WHAT IS NEEDED
Hunt for the word "water" across the entries below, copying each line that holds it.

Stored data
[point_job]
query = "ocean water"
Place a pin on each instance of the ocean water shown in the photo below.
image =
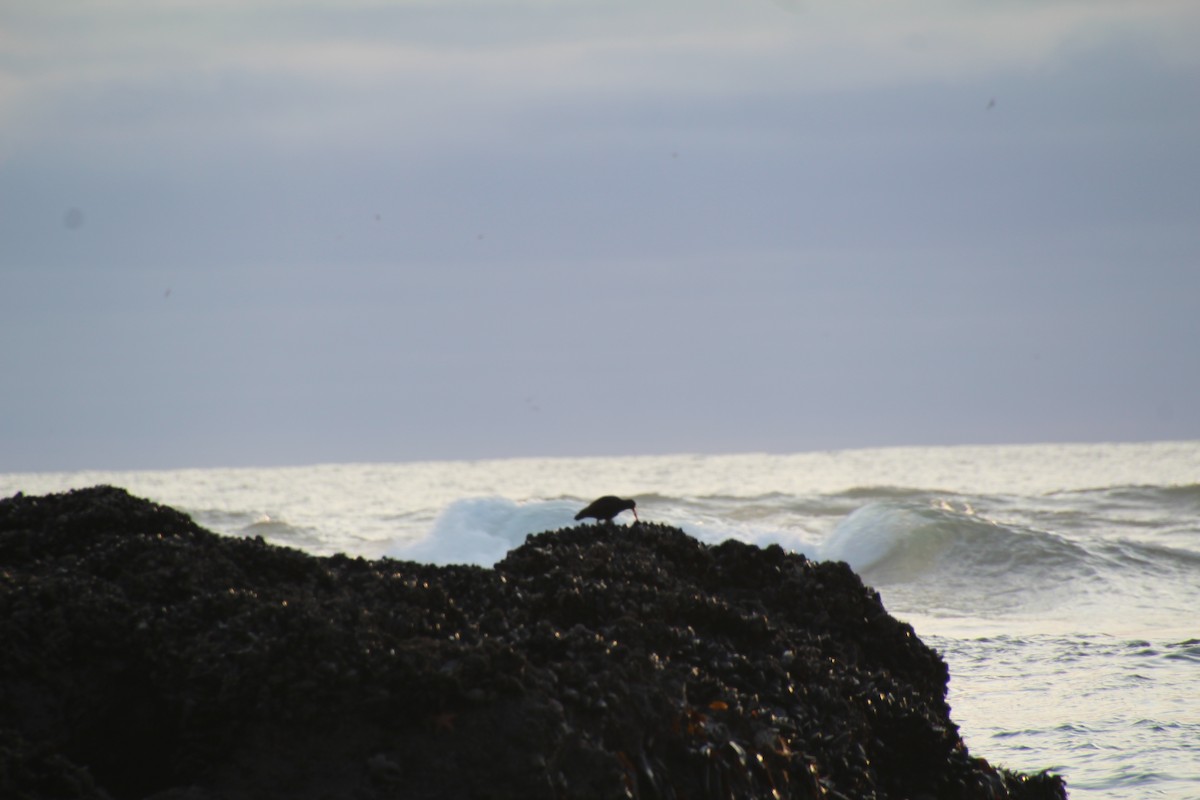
(1060, 582)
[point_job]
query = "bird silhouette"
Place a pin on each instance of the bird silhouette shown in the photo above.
(606, 507)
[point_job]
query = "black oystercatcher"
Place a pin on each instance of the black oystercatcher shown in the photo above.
(607, 507)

ANSWER SECTION
query = "ocean water"
Place a pin on each instance of the ocean water shown in the photo below.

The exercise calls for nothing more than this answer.